Set problem - Please put every line of the items below into a Markdown table with two columns, "Row" for the row number and "Line" for the line itself, skipping any blank lines. Leave the pictures out of the answer.

_ _ _ _ _ _ _

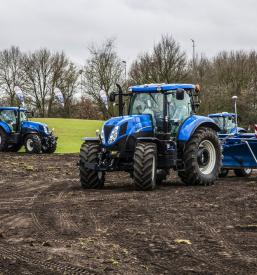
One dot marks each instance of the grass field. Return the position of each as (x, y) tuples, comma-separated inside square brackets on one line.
[(70, 131)]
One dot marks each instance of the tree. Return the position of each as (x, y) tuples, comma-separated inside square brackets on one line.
[(101, 72), (11, 72), (166, 63)]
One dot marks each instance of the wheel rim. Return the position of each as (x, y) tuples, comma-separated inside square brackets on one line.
[(29, 144), (247, 170), (206, 157)]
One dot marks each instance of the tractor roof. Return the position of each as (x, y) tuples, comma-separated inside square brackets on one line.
[(12, 108), (159, 87), (224, 114)]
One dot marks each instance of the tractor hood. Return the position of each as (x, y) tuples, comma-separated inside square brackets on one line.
[(117, 128), (31, 126)]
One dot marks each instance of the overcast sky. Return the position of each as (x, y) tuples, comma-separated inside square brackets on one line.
[(71, 25)]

_ _ _ _ _ _ _

Answer for the task -
| Row | Line |
|---|---|
| 1 | One dot marks each instance of the grass field. Return the position of each as (x, y) tuples, comma-separated inside square brackets on one line. |
| 2 | [(70, 131)] |
| 3 | One dot marks each instance of the tree. Return the position of each as (x, y) tuples, comma-separated inside square brackets on one line. |
| 4 | [(101, 72), (11, 72), (166, 63)] |
| 5 | One dot marks each instance of the wheel rim. Return the position of each as (x, y) tuples, comma-separated inside square brackets on one line. |
| 6 | [(29, 144), (247, 170), (206, 157)] |
| 7 | One dot marks each instance of the tractor roof. Return the position of each as (x, y) tuples, comma-separated inside square brackets on one line. |
| 8 | [(12, 108), (159, 87), (224, 114)] |
| 9 | One dot marks each instance of the tractor hood. Return the position of each as (x, y) tuples, comma-separated inside square brackets on one line. |
| 10 | [(117, 128), (31, 126)] |
| 11 | One dot marks each instance of the overcast sky. Return the position of each as (x, y) tuples, comma-separated inside square brackets on one line. |
| 12 | [(71, 25)] |